• WORK TASK 1:
In the passage on the on-demand insurance market, which end-user segment holds the largest revenue share?
• WORK TASK 2:
Continue the passage on individual coverage in the on-demand insurance market from its last sentence.

• PASSAGE:
%%

Individual Coverage Segment Dominance in the On-Demand Insurance Market
Among the end-user segments shaping the on-demand insurance market, the Individuals segment commands the largest revenue share and continues to consolidate its position as the primary demand engine. This dominance is rooted in several interrelated structural factors: the sheer scale of the addressable consumer population, the high frequency of micro-risk events faced by individuals in daily life, and the relatively lower complexity of underwriting individual short-duration policies compared to commercial equivalents.
The individual consumer segment encompasses a wide spectrum of coverage categories, including travel insurance, renter's insurance, electronic equipment insurance, and event insurance. Each of these sub-segments benefits from the on-demand model's core value proposition: consumers pay only for the coverage they actively need, during the periods they require it, without the friction of lengthy applications or long-term financial commitments.
Travel insurance stands out as a particularly high-volume sub-category within the individual segment. The post-pandemic resurgence in global travel has reignited consumer appetite for trip-specific coverage products, including policies that can be activated for a single flight, a weekend trip, or a multi-week international journey. Platforms such as AXA and Zurich have capitalized on this demand by embedding instantaneous travel coverage offerings within airline and hotel booking ecosystems.
Renter's insurance is another rapidly growing sub-segment. The global shift toward renting over homeownership among millennials and Gen Z consumers—driven by housing affordability constraints in major urban markets—has expanded the addressable market for short-duration, flexible renter's coverage. Insurtechs such as GetSafe in Europe have built product architectures specifically targeting urban renters who prefer monthly or even weekly coverage terms over traditional annual policies.

%%

• DATA SHOWN:

%%

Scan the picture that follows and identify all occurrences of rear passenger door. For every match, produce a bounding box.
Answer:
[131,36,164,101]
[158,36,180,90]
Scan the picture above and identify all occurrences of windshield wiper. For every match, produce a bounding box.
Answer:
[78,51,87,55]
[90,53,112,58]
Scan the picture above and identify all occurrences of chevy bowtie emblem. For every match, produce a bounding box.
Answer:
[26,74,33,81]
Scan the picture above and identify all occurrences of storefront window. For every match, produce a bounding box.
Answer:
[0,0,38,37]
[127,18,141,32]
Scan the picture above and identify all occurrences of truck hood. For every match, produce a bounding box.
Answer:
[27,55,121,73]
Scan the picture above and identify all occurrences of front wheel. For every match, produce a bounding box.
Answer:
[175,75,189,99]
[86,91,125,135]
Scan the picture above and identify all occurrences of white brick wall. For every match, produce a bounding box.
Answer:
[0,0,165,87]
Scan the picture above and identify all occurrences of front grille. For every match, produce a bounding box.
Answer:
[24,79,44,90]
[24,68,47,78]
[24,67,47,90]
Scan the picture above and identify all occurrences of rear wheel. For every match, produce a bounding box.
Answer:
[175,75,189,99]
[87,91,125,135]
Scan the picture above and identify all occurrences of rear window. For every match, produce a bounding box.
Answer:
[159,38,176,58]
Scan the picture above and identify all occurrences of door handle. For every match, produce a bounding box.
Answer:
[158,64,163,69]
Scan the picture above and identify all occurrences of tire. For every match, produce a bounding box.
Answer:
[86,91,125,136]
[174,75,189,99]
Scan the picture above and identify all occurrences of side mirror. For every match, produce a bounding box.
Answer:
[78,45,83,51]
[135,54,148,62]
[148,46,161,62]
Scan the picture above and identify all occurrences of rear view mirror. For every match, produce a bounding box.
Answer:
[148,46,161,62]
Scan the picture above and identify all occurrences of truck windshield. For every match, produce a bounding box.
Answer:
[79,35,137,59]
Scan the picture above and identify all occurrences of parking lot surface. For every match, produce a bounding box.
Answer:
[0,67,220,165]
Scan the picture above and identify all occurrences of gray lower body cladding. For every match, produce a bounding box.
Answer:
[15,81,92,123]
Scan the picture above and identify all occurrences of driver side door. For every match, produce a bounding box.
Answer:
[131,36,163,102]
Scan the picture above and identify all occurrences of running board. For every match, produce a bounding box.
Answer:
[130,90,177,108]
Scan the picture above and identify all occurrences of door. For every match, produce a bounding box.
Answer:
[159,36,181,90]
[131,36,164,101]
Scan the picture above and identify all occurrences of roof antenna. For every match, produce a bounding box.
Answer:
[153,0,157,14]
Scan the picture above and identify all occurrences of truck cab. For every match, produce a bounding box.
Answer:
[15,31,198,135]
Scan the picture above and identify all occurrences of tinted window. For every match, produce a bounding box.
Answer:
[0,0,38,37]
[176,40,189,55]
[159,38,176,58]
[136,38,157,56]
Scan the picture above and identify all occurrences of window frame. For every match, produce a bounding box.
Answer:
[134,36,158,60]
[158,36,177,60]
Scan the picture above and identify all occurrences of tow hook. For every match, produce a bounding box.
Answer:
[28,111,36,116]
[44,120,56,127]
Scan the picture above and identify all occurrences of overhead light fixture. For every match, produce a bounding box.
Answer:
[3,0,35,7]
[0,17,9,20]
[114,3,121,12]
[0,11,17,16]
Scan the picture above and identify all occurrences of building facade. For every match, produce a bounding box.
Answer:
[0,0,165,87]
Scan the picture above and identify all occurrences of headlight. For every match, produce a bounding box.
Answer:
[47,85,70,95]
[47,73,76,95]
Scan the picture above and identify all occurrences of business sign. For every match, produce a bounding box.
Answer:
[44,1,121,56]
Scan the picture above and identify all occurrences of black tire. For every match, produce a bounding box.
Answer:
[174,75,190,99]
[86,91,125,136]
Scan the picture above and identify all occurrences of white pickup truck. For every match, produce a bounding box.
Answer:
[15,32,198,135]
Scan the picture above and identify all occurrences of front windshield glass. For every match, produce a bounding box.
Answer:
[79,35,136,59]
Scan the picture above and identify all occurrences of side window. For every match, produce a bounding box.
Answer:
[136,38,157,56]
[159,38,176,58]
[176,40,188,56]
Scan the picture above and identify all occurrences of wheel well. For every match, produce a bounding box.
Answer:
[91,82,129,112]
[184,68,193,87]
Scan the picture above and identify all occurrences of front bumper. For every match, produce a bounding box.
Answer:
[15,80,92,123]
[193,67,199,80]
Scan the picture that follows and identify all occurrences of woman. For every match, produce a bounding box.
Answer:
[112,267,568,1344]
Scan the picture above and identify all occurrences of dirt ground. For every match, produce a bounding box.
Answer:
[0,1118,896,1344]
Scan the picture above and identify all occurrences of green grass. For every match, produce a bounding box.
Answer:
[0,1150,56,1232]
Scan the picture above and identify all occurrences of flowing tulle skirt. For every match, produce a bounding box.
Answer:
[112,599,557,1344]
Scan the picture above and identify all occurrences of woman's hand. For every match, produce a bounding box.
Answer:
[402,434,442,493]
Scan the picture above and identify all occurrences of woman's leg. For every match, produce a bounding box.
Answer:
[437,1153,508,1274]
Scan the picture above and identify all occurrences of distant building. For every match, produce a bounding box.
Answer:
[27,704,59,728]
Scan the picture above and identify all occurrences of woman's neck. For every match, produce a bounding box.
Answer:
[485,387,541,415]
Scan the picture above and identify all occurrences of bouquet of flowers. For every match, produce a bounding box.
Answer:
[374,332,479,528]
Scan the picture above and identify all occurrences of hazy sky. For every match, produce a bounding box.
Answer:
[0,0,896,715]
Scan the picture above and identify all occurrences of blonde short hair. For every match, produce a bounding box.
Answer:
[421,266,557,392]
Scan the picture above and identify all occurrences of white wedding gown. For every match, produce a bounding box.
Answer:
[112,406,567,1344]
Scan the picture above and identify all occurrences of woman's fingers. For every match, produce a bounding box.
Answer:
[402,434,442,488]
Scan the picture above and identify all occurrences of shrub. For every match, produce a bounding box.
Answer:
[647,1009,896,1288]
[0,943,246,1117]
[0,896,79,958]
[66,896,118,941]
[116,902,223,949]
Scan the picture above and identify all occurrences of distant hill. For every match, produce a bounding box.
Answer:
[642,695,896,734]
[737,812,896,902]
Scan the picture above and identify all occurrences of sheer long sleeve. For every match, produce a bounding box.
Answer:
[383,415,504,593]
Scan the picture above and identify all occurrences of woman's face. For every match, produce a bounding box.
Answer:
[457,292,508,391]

%%

• RESPONSE AREA 1:
The Individuals segment.

• RESPONSE AREA 2:
Electronic equipment insurance has emerged as a breakout category, fueled by the rising per-capita ownership of high-value personal electronics including smartphones, laptops, tablets, and wearable devices. The average consumer now owns multiple connected devices, each representing a discrete insurable asset. On-demand coverage for these items, often linked to device purchase flows through retail partners, represents a high-frequency, low-ticket insurance vertical with significant volume potential.
The individual segment's dominance is further reinforced by behavioral and demographic trends. Younger consumers exhibit higher digital engagement, lower loyalty to traditional insurance brands, and a stronger preference for transparent, app-based financial services. This cohort gravitates naturally toward on-demand insurance products that offer granular control over coverage terms.
Key players competing for individual segment share include Zuno, Root, GetSafe, and Metromile, each of which has differentiated on the basis of user experience design, pricing transparency, or coverage customization. Legacy carriers such as Chubb, AXA, and Munich Re are increasingly partnering with or acquiring these digital-first operators to access the individual segment without building proprietary technology stacks from scratch.
The individual segment's share is not merely holding; it is expanding as new coverage categories—including gig worker income protection and parametric weather event policies—are introduced to serve previously unaddressed individual risk profiles. This product innovation pipeline ensures the segment will retain its structural primacy through the forecast period.